Records from an annotation dataset:
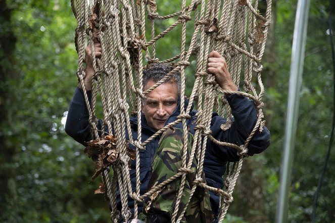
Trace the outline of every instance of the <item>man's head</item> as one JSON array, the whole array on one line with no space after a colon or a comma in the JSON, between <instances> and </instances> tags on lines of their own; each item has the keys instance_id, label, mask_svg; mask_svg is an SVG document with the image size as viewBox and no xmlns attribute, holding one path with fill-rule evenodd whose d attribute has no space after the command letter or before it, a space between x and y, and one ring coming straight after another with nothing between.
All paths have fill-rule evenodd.
<instances>
[{"instance_id":1,"label":"man's head","mask_svg":"<svg viewBox=\"0 0 335 223\"><path fill-rule=\"evenodd\" d=\"M143 71L143 91L150 88L162 79L174 67L166 63L154 63ZM164 126L167 118L175 110L180 93L180 74L172 74L168 80L147 95L142 103L148 125L155 130Z\"/></svg>"}]
</instances>

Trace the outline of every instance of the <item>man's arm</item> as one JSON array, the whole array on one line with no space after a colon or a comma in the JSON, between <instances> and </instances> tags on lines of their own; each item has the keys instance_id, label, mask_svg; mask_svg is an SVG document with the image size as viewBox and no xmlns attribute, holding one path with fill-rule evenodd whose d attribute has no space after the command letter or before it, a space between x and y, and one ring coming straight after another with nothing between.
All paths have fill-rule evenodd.
<instances>
[{"instance_id":1,"label":"man's arm","mask_svg":"<svg viewBox=\"0 0 335 223\"><path fill-rule=\"evenodd\" d=\"M209 54L208 67L208 71L215 75L216 81L223 90L238 90L231 80L225 60L218 53L213 51ZM218 116L213 117L211 124L212 135L221 142L240 146L245 143L256 123L256 106L254 102L244 96L236 94L227 94L225 96L231 108L233 121L230 127L224 131L221 126L225 123L225 119ZM248 145L248 154L252 156L262 152L269 146L270 142L270 132L267 128L263 127L262 131L258 129ZM235 149L213 144L211 144L211 146L212 148L209 149L210 152L220 157L223 162L236 161L239 158Z\"/></svg>"},{"instance_id":2,"label":"man's arm","mask_svg":"<svg viewBox=\"0 0 335 223\"><path fill-rule=\"evenodd\" d=\"M102 55L101 45L94 43L95 57L100 58ZM91 103L92 89L91 80L94 75L93 58L91 47L88 45L85 50L86 75L84 78L84 83L86 90L89 103ZM86 142L91 140L90 138L90 126L88 122L89 114L86 106L83 90L79 83L70 103L69 112L65 124L65 131L78 143L86 146Z\"/></svg>"},{"instance_id":3,"label":"man's arm","mask_svg":"<svg viewBox=\"0 0 335 223\"><path fill-rule=\"evenodd\" d=\"M95 57L101 58L102 55L101 44L99 43L94 43L94 51ZM84 84L86 91L92 90L92 77L94 75L94 70L93 68L93 56L92 49L90 44L88 44L85 50L86 68L85 73L86 75L84 78ZM81 85L79 83L78 86L81 88Z\"/></svg>"}]
</instances>

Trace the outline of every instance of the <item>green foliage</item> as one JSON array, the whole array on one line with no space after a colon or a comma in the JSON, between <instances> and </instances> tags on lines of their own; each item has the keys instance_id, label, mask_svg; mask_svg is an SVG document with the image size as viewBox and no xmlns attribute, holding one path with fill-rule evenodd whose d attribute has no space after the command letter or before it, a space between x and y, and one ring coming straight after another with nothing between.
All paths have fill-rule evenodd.
<instances>
[{"instance_id":1,"label":"green foliage","mask_svg":"<svg viewBox=\"0 0 335 223\"><path fill-rule=\"evenodd\" d=\"M178 1L174 2L160 3L160 14L176 11L177 8L171 6L178 5ZM260 214L267 216L270 222L274 221L279 188L297 1L275 2L275 58L274 62L263 58L264 68L276 73L268 81L272 83L265 86L265 103L272 105L265 111L266 118L271 120L272 144L264 156L255 159L255 163L263 165L254 173L264 179L261 193L264 195L265 210ZM292 222L310 221L331 130L333 86L330 46L326 33L328 2L311 1L290 196ZM101 196L93 194L98 181L88 184L93 165L83 154L83 147L66 136L64 129L68 103L77 84L77 55L73 41L76 22L70 1L6 3L12 10L12 19L3 21L1 17L0 32L9 35L12 31L16 45L11 58L0 61L11 71L11 78L0 82L1 89L10 93L7 104L1 104L6 106L8 121L1 125L1 133L6 139L4 146L14 149L11 151L12 160L0 164L1 171L10 171L12 176L7 182L11 192L8 195L10 208L2 213L0 222L109 222L107 203ZM155 34L175 21L158 22ZM157 42L157 57L166 59L180 52L180 28L176 31ZM5 48L0 48L2 58ZM263 76L266 79L266 73ZM187 79L188 86L192 86L193 81ZM186 91L189 95L190 88ZM0 154L1 160L6 155ZM317 222L335 221L335 204L330 195L335 193L335 179L331 174L335 171L334 159L331 157L320 192ZM241 208L235 209L241 211ZM259 210L247 212L251 215L260 214ZM236 216L237 211L229 213L224 222L253 222L252 219Z\"/></svg>"}]
</instances>

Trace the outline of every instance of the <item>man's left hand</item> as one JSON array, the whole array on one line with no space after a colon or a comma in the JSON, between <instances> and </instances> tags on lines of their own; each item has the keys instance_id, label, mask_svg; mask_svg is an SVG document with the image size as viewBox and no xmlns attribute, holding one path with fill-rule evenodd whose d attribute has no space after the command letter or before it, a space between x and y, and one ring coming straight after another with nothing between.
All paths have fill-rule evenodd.
<instances>
[{"instance_id":1,"label":"man's left hand","mask_svg":"<svg viewBox=\"0 0 335 223\"><path fill-rule=\"evenodd\" d=\"M216 51L208 54L207 71L215 75L215 80L224 90L238 91L238 87L231 79L227 63L223 57Z\"/></svg>"}]
</instances>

### Task details
Set down, without alteration, every line above from the one containing "Trace the outline of every instance of the <item>man's left" through the end of the records.

### Output of the task
Trace the outline of every instance of the <item>man's left hand</item> as one JSON array, the whole array on one line with no space after a colon or a comma in the JSON, between <instances> and </instances> tags on lines of their own; each item has the keys instance_id, label, mask_svg; mask_svg is an SVG document with the image size as viewBox and no xmlns attribute, holding one path with fill-rule evenodd whose d attribute has no space after the command letter or before it, a space between x and y, and one ring coming straight after another with nothing between.
All paths have fill-rule evenodd.
<instances>
[{"instance_id":1,"label":"man's left hand","mask_svg":"<svg viewBox=\"0 0 335 223\"><path fill-rule=\"evenodd\" d=\"M216 51L208 54L207 71L215 75L215 80L224 90L238 91L238 87L231 79L227 63L223 57Z\"/></svg>"}]
</instances>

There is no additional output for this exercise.